DOCUMENT SECTION:
Causing Death by Negligence

S.106 of BNS provides for negligent acts not amounting to culpable homicide, and the new law increases the punishment from a maximum of 2 years to 5 years. Further, S.106(2) introduces a new provision which addresses situations where the offender escapes from the scene of the incident without reporting it to a police officer or magistrate after the incident, and the punishment for it is very severe, with a maximum term of imprisonment of ten years with fine.

Considering the high frequency of hit-and-run cases in the country, S.106(2) covers hit-and- run accidents and ensures its reporting immediately. This has been introduced with the aim of saving the victim within the critical ‘Golden Hour’.

Another addition is that in the case of a registered medical practitioner who acts negligently while performing a medical procedure shall be punished with imprisonment of either description for a term that may extend to two years and shall also be liable to a fine.

Attempt to Murder

Where under IPC S.307, the punishment for an attempt to murder by a life convict was only the death penalty, has now been changed to punishment for death or with imprisonment for life under S.109 of BNS.

Organized Crime

A new provision under S.111 of BNS has been introduced, which deals with organized crimes, and S.112 deals with petty organized crimes.

Terrorist Act

S.113 of BNS introduces a new provision which defines a terrorist act and lays down the punishments for the commission of the same, for conspiring/ attempting to commit/advocating/abetting/advising/inciting or knowingly facilitating the commission, for organizing camp to train terrorist or recruiting persons for committing such acts, for being a member of an organization involved, for harbouring or concealing a terrorist, for possessing proceeds of such acts.

Grievous Hurt

Under the provision relating to voluntarily causing grievous hurt, a new provision has been added in BNS under S.117(3) which mentions causing permanent disability. Other than this, under S.117(4) of BNS the offence for when a group of five or more persons acting in concert, cause grievous hurt to a person on the ground of his race, caste or community, sex, place of birth, language, personal belief or any other similar ground has been mentioned wherein each member of such group shall be guilty of the offence of causing grievous hurt.

Image point grounding data:
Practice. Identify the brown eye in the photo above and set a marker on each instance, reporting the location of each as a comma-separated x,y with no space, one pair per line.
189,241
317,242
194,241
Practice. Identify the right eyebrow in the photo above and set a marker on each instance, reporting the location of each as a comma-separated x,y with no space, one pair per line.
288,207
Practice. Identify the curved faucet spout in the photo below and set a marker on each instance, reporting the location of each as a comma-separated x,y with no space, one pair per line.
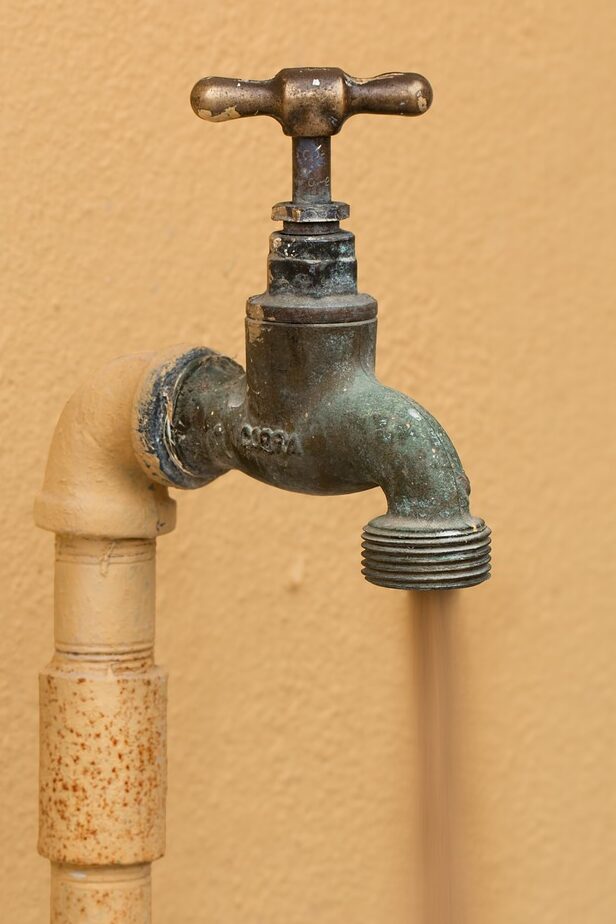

WHAT IS REQUIRED:
According to the text on the new BNS provisions, what is the maximum punishment under S.106(2) for an offender who escapes the scene without reporting the incident to a police officer or magistrate?

WORKED SOLUTION:
Imprisonment for up to ten years with a fine.